• **What to do**
According to the article on money supply and Bitcoin, how large is the new initiative that the Central Bank of Egypt launched to finance the dual-fuel vehicle conversion plan?

Money Supply growth has both ramped Bitcoin and made it even more unstable

Let me welcome you to 2021 as the main financial trading year catches up with the calendar one. It is a time of year to mull whether the Who will be right or not?

Meet the new boss
Same as the old boss

The good news comes from the vaccine rollout with the Oxford vaccine programme beginning today and the bad from the case numbers in the UK which seem set to add to the restrictions on our lives.What can central banks  do about it well they can visit the outer limits of monetary policy as below.

The Central Bank of Egypt (CBE) has launched a new EGP 15bn initiative to finance the dual-fuel vehicle conversion plan, with a lump-sum return of 3%.
In a Sunday letter to banks, the CBE said that the initiative aims to support the government’s ambitious, recently announced multi-year plan to replace car engines powered by traditional fossil fuels with dual-fuel engines that run on both petrol and natural gas.

Accordingly, the central bank will provide the needed financing through this initiative at low-interest rates.

• **Dataset records**
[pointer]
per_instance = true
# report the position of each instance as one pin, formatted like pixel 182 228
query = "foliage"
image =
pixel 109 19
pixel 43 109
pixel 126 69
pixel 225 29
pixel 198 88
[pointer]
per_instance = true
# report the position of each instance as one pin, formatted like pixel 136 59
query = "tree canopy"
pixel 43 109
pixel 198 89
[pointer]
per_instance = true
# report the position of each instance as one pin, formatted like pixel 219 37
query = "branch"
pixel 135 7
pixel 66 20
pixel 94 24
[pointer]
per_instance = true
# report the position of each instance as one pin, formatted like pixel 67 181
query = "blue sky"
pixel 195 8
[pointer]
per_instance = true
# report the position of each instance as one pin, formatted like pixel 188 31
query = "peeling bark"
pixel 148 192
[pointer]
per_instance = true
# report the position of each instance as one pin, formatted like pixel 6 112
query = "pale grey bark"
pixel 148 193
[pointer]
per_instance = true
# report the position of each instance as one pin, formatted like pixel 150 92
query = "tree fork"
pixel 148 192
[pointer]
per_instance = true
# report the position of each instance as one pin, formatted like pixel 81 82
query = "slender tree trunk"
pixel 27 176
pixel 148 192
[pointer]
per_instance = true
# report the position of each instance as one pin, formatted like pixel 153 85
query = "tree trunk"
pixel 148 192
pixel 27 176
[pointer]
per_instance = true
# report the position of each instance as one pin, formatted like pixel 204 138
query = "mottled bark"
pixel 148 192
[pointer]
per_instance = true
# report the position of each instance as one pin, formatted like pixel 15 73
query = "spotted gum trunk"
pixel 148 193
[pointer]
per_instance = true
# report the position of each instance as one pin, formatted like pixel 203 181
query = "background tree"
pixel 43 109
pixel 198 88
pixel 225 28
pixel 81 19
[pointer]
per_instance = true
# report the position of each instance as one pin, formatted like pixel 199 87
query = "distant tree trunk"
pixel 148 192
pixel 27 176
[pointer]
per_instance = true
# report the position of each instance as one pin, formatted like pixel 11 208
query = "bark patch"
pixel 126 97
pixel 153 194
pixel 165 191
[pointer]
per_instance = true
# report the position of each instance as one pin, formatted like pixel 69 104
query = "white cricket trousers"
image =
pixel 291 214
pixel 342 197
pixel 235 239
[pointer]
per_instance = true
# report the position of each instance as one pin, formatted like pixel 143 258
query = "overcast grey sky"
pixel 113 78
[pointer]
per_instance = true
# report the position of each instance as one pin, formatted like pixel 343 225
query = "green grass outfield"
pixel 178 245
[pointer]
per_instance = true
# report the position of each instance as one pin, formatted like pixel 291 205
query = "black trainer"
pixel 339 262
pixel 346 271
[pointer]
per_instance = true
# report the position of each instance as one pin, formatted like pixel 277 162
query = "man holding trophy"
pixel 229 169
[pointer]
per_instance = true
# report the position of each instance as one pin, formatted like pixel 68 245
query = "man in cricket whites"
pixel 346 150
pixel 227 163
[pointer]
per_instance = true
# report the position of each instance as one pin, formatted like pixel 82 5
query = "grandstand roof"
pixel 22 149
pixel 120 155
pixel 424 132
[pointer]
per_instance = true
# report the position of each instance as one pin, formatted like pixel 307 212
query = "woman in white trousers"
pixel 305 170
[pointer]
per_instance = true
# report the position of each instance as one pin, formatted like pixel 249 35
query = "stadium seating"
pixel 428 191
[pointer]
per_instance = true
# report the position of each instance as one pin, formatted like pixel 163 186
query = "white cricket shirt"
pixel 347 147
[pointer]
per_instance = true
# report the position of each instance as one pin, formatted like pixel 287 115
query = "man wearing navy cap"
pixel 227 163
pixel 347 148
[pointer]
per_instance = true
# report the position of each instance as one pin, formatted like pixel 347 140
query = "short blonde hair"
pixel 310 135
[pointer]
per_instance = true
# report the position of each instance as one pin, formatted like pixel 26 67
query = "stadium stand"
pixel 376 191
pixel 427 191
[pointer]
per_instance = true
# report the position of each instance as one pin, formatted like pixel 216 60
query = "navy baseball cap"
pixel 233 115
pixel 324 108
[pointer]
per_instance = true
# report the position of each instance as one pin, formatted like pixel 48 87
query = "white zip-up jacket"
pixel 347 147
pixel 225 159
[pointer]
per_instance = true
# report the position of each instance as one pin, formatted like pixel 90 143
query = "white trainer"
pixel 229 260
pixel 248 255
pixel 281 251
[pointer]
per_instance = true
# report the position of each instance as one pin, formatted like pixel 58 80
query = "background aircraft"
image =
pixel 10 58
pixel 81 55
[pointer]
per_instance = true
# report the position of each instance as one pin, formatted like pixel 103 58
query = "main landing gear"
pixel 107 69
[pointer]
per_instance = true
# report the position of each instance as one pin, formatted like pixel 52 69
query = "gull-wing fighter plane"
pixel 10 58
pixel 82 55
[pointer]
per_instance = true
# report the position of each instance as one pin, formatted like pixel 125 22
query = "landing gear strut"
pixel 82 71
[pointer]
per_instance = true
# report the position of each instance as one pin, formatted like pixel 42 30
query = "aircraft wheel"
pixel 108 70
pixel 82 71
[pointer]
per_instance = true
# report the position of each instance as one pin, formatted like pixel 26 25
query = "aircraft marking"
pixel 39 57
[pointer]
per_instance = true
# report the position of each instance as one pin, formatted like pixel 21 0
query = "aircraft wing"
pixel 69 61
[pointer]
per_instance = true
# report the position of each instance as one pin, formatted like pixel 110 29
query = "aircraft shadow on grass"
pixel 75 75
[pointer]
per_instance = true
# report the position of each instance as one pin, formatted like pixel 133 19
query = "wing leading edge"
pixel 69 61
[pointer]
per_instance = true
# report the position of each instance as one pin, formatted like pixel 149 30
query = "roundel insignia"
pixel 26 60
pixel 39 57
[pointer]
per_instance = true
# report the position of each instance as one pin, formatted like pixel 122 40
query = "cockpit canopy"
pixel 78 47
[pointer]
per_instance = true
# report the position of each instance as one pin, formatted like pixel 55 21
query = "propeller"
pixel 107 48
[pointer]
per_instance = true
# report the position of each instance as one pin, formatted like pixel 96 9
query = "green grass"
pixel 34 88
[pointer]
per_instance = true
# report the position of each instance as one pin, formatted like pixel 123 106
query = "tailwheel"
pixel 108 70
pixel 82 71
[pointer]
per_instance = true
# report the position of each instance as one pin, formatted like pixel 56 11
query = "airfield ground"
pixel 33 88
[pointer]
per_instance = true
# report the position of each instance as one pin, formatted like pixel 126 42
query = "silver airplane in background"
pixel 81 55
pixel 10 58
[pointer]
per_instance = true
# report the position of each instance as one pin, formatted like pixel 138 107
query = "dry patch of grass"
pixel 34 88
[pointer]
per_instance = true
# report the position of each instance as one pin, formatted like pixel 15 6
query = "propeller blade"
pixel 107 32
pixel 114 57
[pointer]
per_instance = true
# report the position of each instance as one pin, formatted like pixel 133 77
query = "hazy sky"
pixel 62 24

• **Answer box**
EGP 15bn.